DATA FOR ANALYSIS:
▬▬▬

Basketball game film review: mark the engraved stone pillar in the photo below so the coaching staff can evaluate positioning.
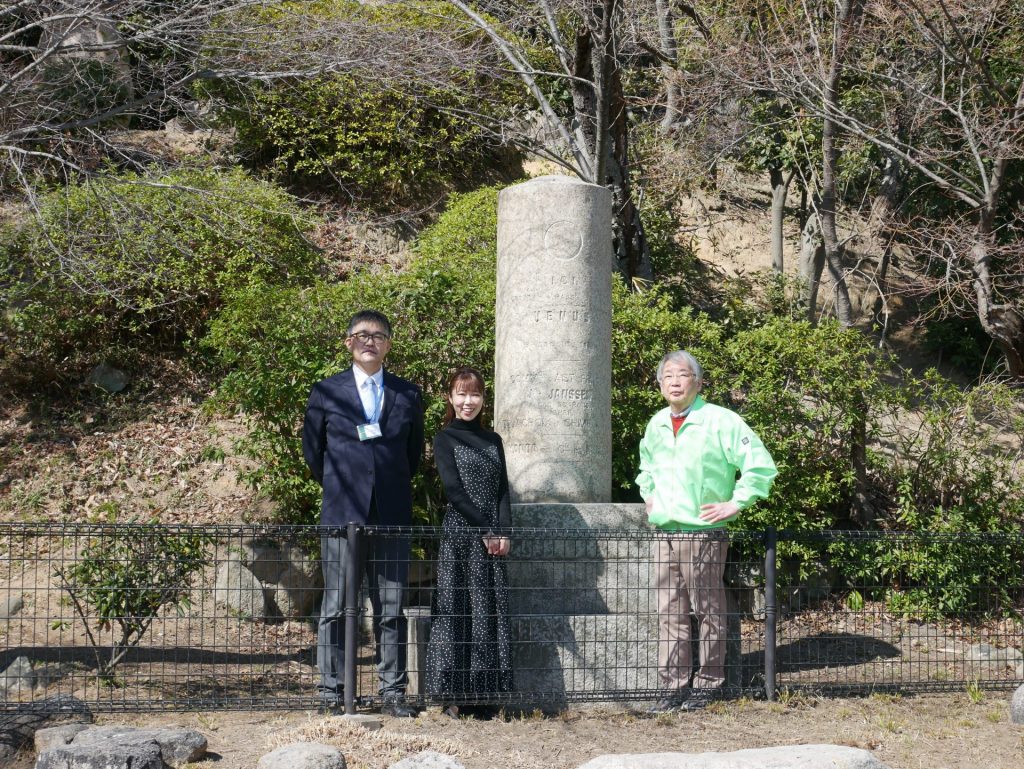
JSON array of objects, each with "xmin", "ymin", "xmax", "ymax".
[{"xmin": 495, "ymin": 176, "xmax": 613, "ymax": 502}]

▬▬▬

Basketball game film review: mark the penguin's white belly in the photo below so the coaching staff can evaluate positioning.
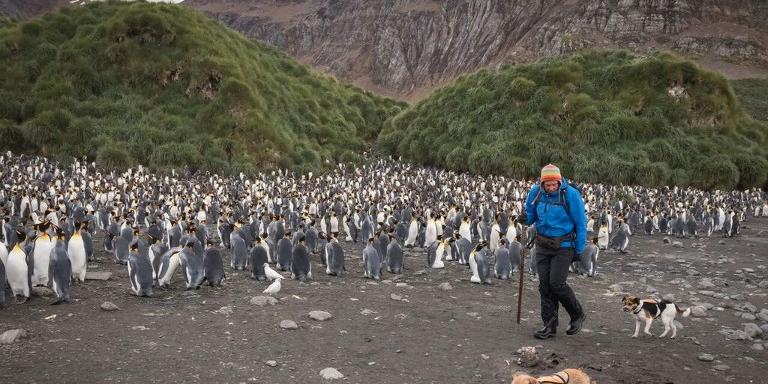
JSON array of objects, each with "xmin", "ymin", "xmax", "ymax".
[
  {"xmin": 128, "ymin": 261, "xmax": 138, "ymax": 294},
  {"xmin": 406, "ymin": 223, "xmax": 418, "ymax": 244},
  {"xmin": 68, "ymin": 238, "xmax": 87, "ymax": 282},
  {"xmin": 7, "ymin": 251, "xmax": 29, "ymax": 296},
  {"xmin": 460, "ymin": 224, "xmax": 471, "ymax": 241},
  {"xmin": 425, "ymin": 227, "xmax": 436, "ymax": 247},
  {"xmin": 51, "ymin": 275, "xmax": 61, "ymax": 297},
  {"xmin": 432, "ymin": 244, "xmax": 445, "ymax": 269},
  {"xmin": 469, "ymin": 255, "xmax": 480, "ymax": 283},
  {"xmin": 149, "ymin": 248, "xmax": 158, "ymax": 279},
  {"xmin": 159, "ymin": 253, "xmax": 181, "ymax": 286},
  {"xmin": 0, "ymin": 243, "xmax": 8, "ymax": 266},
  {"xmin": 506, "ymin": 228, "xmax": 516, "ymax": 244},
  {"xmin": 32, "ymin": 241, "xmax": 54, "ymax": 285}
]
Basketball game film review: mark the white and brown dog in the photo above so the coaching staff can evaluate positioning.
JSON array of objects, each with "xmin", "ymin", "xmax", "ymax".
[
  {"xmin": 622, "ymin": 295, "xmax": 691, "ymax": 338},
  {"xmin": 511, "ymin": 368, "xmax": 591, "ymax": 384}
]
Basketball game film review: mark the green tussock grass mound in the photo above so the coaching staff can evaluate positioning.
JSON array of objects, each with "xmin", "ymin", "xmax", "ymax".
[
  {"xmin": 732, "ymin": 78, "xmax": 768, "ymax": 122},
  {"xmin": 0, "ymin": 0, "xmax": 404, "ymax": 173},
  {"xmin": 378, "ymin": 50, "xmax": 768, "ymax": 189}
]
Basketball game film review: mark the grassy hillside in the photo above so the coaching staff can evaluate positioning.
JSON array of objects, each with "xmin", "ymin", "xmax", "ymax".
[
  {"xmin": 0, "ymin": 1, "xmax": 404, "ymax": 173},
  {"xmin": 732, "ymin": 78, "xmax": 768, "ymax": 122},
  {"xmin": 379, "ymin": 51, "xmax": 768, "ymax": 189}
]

▬▬▬

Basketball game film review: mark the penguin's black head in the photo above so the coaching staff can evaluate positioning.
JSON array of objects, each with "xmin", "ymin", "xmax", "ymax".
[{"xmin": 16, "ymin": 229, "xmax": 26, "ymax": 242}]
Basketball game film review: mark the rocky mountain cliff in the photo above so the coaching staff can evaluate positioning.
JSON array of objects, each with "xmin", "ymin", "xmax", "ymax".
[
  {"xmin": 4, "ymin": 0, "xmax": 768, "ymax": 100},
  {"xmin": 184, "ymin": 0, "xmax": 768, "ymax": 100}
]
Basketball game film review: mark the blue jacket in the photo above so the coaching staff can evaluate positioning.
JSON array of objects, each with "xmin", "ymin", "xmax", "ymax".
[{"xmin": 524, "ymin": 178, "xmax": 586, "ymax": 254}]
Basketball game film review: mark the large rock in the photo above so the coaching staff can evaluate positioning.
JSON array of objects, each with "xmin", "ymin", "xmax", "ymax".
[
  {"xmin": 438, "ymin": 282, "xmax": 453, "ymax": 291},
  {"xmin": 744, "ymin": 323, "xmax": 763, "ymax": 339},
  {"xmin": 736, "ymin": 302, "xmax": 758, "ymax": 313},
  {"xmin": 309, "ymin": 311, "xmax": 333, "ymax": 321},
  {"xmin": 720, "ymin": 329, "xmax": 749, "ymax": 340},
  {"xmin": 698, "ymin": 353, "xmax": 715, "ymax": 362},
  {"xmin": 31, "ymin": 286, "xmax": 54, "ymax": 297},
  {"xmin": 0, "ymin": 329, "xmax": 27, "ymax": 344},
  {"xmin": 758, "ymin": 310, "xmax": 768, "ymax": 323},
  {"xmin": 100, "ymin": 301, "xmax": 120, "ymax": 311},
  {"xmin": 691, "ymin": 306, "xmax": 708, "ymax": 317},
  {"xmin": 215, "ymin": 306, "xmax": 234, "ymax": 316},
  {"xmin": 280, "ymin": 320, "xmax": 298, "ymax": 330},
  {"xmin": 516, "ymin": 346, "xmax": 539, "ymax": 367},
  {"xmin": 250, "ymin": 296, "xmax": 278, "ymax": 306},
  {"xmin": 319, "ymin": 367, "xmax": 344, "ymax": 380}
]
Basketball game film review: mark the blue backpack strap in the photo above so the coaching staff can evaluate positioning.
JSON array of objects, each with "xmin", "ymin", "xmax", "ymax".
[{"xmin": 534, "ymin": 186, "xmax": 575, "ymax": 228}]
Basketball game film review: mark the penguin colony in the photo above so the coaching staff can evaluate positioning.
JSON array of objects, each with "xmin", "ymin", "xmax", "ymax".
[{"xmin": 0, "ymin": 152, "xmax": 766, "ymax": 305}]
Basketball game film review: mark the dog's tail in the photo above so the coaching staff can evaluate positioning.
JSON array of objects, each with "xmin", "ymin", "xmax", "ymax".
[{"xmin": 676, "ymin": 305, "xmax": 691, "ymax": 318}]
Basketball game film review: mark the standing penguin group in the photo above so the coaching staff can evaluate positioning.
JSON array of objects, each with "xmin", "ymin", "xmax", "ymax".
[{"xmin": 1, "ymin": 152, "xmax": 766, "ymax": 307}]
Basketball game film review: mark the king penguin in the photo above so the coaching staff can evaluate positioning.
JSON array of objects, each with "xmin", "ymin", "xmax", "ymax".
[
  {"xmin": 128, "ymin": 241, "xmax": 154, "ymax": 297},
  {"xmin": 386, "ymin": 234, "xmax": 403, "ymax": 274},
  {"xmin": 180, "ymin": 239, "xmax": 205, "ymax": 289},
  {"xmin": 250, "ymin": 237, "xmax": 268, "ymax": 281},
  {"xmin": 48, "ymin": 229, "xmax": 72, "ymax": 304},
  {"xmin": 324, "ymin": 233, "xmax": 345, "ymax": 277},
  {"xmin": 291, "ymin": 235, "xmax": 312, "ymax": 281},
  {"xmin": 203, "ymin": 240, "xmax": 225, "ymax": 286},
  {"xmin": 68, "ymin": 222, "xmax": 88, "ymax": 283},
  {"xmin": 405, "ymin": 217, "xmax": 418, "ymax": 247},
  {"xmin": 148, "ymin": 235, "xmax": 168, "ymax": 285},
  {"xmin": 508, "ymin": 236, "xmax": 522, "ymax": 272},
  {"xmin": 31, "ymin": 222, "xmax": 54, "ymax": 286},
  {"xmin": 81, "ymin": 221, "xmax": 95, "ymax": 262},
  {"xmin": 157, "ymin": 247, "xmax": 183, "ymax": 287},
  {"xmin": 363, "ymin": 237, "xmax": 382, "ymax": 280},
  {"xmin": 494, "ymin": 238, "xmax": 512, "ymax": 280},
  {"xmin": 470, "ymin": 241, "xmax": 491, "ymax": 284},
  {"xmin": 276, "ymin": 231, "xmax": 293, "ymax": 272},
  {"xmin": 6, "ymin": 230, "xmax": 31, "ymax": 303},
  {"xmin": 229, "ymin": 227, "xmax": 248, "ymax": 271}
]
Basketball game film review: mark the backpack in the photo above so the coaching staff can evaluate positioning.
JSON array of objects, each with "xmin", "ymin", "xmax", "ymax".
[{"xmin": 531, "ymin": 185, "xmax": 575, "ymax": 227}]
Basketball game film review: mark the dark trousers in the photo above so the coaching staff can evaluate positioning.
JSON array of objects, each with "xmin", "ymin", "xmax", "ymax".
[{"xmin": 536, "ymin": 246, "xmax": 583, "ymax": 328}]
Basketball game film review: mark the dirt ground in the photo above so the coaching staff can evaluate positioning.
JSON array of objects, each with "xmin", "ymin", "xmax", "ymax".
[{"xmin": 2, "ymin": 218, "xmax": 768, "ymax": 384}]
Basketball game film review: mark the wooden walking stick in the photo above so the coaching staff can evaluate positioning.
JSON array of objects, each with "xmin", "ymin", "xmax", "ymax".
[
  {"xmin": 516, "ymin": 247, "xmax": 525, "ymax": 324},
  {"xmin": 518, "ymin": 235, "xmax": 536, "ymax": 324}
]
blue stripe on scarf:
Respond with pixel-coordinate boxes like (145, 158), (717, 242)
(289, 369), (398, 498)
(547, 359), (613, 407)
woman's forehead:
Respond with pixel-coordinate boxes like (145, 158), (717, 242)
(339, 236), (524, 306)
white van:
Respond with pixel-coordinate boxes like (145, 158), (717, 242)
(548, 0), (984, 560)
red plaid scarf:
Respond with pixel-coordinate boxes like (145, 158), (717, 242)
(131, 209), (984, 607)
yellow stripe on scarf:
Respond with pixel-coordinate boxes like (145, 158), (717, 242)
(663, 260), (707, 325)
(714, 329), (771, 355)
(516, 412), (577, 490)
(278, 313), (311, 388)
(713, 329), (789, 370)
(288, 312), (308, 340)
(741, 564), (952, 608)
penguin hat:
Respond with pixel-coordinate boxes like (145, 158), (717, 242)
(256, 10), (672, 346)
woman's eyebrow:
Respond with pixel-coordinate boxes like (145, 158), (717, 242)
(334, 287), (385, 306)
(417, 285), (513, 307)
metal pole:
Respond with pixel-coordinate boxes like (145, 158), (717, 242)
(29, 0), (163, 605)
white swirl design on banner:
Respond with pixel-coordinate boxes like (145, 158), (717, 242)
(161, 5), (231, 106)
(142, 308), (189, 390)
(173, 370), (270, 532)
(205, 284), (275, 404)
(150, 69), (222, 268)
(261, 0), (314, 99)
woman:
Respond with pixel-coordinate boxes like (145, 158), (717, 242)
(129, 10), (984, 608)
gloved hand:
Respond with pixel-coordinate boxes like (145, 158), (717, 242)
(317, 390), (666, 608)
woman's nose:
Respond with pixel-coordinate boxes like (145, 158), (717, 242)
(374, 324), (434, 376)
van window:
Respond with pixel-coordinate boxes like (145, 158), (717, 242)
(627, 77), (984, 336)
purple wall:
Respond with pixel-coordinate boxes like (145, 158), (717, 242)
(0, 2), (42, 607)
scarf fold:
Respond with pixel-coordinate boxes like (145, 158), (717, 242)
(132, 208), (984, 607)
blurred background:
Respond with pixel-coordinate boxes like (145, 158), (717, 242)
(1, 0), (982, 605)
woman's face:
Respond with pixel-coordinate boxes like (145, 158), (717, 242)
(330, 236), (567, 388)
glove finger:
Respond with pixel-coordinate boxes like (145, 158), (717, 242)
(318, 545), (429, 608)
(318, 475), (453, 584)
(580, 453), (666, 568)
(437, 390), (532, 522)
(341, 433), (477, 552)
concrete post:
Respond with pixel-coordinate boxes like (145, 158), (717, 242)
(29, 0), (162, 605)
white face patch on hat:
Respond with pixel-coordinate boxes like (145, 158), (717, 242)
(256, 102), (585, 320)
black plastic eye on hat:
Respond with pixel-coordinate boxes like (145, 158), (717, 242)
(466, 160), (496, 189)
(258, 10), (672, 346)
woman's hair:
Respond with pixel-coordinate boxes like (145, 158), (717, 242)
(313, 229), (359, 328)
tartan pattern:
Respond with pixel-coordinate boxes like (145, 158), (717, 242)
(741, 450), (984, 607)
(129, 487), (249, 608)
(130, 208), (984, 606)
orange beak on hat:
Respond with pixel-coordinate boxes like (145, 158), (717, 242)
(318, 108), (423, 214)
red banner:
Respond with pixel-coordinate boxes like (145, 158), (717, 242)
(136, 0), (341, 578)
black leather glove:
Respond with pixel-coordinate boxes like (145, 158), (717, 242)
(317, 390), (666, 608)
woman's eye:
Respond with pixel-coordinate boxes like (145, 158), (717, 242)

▬▬▬

TASK PROMPT: Copy each line of the data that contains the word "backpack", leaving the other lines out.

WORKED SOLUTION:
Basketball game film review: mark the blue backpack strap in the photo above so the coaching staff can evaluate positioning.
Basketball game film review: mark the backpack in the photo above so the coaching staff can evaluate positioning.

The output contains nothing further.